** Task data follows **
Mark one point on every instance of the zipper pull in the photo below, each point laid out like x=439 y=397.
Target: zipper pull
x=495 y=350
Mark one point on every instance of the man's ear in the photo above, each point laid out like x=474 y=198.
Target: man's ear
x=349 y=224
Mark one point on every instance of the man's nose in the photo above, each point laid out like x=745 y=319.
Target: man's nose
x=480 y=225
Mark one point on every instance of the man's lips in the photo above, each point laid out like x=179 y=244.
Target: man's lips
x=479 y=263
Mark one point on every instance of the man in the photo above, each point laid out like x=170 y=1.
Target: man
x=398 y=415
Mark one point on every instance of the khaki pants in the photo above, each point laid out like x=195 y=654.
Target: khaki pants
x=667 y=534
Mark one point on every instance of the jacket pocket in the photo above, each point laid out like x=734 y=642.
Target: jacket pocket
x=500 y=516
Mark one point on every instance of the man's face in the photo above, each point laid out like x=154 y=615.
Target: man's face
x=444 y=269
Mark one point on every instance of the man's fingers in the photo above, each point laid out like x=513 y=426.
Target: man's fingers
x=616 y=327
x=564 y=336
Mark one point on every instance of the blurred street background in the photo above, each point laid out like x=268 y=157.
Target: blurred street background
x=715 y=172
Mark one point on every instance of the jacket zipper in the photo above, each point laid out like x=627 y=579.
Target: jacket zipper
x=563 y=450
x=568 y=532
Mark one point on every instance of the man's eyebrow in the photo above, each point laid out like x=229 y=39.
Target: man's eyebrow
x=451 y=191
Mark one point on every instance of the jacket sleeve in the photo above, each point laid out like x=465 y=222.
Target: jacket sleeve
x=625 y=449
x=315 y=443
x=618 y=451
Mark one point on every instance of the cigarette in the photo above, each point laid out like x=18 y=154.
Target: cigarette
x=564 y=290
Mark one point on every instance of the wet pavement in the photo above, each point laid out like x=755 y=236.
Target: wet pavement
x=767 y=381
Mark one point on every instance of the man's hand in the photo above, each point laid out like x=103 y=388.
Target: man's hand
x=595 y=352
** End of Task data **
--- What needs to be done ---
Output the records once more, exactly as they stand.

--- Expected answer ---
Mark one point on every instance of the zipper pull in the photo below, each point laid out like x=439 y=397.
Target: zipper pull
x=495 y=350
Mark one point on every instance of the man's ear in the photo above, each point laid out like x=474 y=198.
Target: man's ear
x=349 y=224
Mark one point on every instance of the man's nose in the photo above, each point laid out like x=745 y=319.
Target: man's nose
x=480 y=225
Mark one point on every instance of the man's lips in the photo above, each point laid out like x=179 y=244.
Target: man's lips
x=479 y=263
Mark one point on every instance of the man in the photo above, each point laid out like x=170 y=1.
Target: man
x=398 y=415
Mark one point on every instance of the khaki pants in the photo above, each point laid out like x=195 y=654.
Target: khaki pants
x=667 y=534
Mark one point on every instance of the jacket pocket in the photo above, each point laid out like x=734 y=642.
Target: jacket pocket
x=500 y=516
Mark one point on every instance of the man's face in the photo above, each point laid out like x=154 y=615.
Target: man's face
x=444 y=269
Mark one point on every instance of the man's fingers in the photo above, each point laid out like x=513 y=426.
Target: man's fingers
x=616 y=327
x=564 y=336
Mark one point on every instance of the blurred street background in the photo above, each point laid out like x=268 y=157.
Target: blurred street background
x=715 y=172
Mark one point on every instance of the jacket zipper in the photo above, each point laid out like x=627 y=579.
Target: jacket zipper
x=563 y=450
x=568 y=532
Mark one point on every instance of the man's eyebrow in the photo above, each point laid out like x=229 y=39.
Target: man's eyebrow
x=451 y=191
Mark one point on every instance of the jacket sleeve in the photo above, each point laid out like x=465 y=222.
Target: jacket sleeve
x=625 y=449
x=315 y=443
x=618 y=451
Mark one point on every instance of the cigarette in the photo above, each point laid out like x=18 y=154.
Target: cigarette
x=564 y=290
Mark one point on every instance of the wet pavement in the photo above, each point laid out like x=755 y=236.
Target: wet pavement
x=767 y=381
Mark one point on every instance of the man's hand in the photo above, each point laid out like x=103 y=388.
Target: man's hand
x=595 y=352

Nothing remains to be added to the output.